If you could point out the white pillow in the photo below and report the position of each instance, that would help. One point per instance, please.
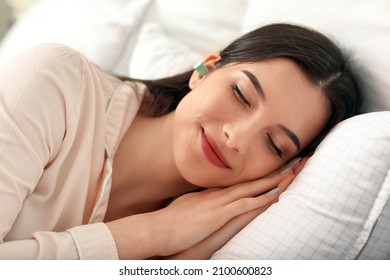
(157, 56)
(330, 209)
(98, 29)
(205, 26)
(361, 26)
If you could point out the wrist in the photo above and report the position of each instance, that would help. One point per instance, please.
(135, 236)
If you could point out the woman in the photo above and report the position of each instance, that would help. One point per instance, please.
(93, 166)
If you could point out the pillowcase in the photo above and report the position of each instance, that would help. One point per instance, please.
(98, 29)
(205, 26)
(157, 56)
(362, 27)
(330, 209)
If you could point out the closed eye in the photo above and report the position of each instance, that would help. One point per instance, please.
(273, 146)
(239, 95)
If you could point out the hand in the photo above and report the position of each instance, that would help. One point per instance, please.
(196, 216)
(208, 246)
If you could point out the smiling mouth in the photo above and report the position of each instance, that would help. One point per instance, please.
(212, 153)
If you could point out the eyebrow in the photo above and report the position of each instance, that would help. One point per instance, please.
(255, 82)
(292, 136)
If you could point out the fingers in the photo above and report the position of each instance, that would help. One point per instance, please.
(253, 188)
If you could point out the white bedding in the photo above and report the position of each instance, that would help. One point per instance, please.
(338, 207)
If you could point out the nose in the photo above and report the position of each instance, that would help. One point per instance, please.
(238, 135)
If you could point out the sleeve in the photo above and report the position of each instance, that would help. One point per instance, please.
(32, 127)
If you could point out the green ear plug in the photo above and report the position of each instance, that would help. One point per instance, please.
(201, 68)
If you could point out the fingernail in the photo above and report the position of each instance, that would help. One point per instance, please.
(272, 192)
(290, 165)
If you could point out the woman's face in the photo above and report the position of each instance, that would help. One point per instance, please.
(243, 121)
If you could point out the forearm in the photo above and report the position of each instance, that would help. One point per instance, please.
(136, 237)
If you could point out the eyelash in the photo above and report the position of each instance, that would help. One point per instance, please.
(274, 148)
(243, 100)
(239, 95)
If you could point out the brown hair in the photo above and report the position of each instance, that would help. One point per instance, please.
(319, 58)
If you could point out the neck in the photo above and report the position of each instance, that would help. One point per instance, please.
(144, 168)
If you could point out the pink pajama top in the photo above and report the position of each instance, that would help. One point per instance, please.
(61, 121)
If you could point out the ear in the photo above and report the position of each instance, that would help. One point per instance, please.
(209, 62)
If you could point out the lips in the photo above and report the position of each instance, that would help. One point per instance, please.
(212, 152)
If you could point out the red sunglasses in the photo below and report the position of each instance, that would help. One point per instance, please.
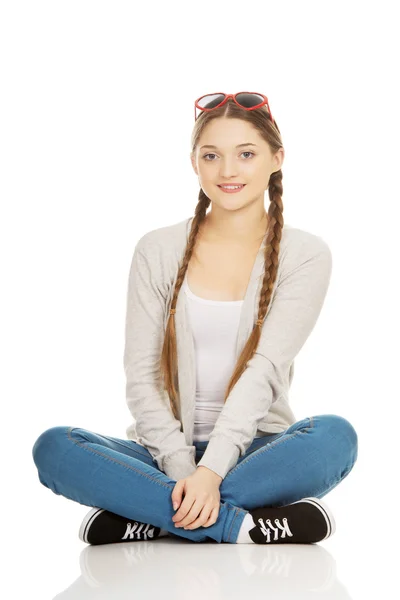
(246, 100)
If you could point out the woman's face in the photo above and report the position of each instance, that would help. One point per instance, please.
(251, 164)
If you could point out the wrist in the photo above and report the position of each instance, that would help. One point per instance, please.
(215, 475)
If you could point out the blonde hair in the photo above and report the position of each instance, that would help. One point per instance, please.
(269, 131)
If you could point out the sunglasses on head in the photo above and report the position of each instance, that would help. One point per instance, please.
(246, 100)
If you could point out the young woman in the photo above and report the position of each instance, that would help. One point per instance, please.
(218, 307)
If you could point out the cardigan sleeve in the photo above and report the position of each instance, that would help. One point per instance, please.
(156, 427)
(292, 315)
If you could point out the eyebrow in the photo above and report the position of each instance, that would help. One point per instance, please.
(238, 146)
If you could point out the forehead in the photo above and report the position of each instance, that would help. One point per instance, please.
(227, 134)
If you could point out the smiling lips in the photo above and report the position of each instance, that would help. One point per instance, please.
(231, 188)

- [THE REQUEST] Return the whole listing, word for word, and leave out every picture.

- [RESULT OF THIS TASK]
If you could point out the white pillow in the photo below and report the position of each instance, that would help. One point per instance, please.
(157, 56)
(330, 209)
(98, 29)
(205, 26)
(361, 26)
If you could point out the wrist in the photo above and report the position of each instance, that would help. One point per instance, please.
(135, 236)
If you could point out the woman in the photo above and report the position of each instance, that would help. One point per instance, please.
(93, 166)
If you could point out the pillowcase in the photo above and report the position of each instance, that would help. One point per instance, please.
(98, 29)
(205, 26)
(157, 56)
(362, 27)
(330, 209)
If you could point out the closed eye in the photo above and report the position of each instance, that would help. One point per instance, please.
(273, 146)
(239, 95)
If you could point out the hand in the photo above and report the position of each instance, that would help. One point per instance, please.
(196, 216)
(208, 246)
If you could point out the smiling mouth in the photo above and report the position of each instance, that would help. One point per instance, please.
(212, 153)
If you could point out the eyebrow in the photo above and report the position of each instance, that would help. One point per instance, please.
(255, 82)
(292, 136)
If you could point out the fingers in the photo above and report the position of each instance, that would help. One point per instance, please.
(253, 188)
If you could point out the white bedding in the photo above and report the position of each instance, that would help. One point per instance, please.
(338, 207)
If you could point out the nose in the photo above and report the position of each instance, that would help. One point per instance, please.
(238, 135)
If you could point out the sleeve in the photo above and report the position of each instance, that would help. One point per instance, please.
(32, 127)
If you could point out the green ear plug in the photo above and report the position of each instance, that would help. One point per instance, please.
(201, 68)
If you could point out the fingernail in the photo above and report the position of each instance, that would help. One point per instance, please.
(272, 192)
(290, 165)
If you could point out the woman's face in the photo above and report the position of each instance, that would help. One point per instance, please.
(243, 121)
If you could point out the forearm in the photo above and report the position of each instance, that would help. One point per instance, please.
(136, 237)
If you could point out the eyelash in the photo above and report the position of each instance, that would help. One point per instance, please.
(274, 148)
(243, 100)
(239, 95)
If you could point out the brown hair in the photo above and report the position of each instance, that would help. One point per instance, please.
(319, 58)
If you could point out the neck in the photo above and report the position of each instance, that would help. One point per instance, please.
(144, 168)
If you could point out the pink pajama top in the photo above and report the position of each instance, that would help. One point per instance, please.
(61, 121)
If you could point out the ear in the photo above and report the position of each instance, that would help. One point per instance, please.
(209, 62)
If you could point out the lips in the photo above and report the position of each instance, that would help. One point per instance, please.
(212, 152)
If you could point out the red sunglasses in the photo below and report the position of each instance, that would help. One point per instance, please.
(246, 100)
If you could point out the woman's face in the photo above and report the position of each instance, that would help. One point per instance, please.
(251, 164)
If you could point out the wrist in the photo above and report the position of each instance, that would help. One point per instance, please.
(215, 475)
If you could point out the blonde hair in the photo above and report the position of each instance, that would help. One point per instance, please.
(269, 131)
If you could point out the sunglasses on head in the photo above and report the position of each instance, that would help. One point per instance, please.
(246, 100)
If you could point out the young woman in the photo above and report the position of each instance, that would help. One point per instance, please.
(218, 307)
If you could point out the cardigan sleeve in the photo above and report the position of each instance, that would help. One point per instance, please.
(156, 427)
(292, 315)
If you could point out the eyebrow in the photo above and report the position of each instance, that would help. One point per instance, please.
(238, 146)
If you could point out the forehead in the photo above and report the position of each instance, that would help. One point per instance, please.
(227, 134)
If you could point out the smiling lips in the photo above and report the position of each instance, that would help. One point per instance, please.
(231, 188)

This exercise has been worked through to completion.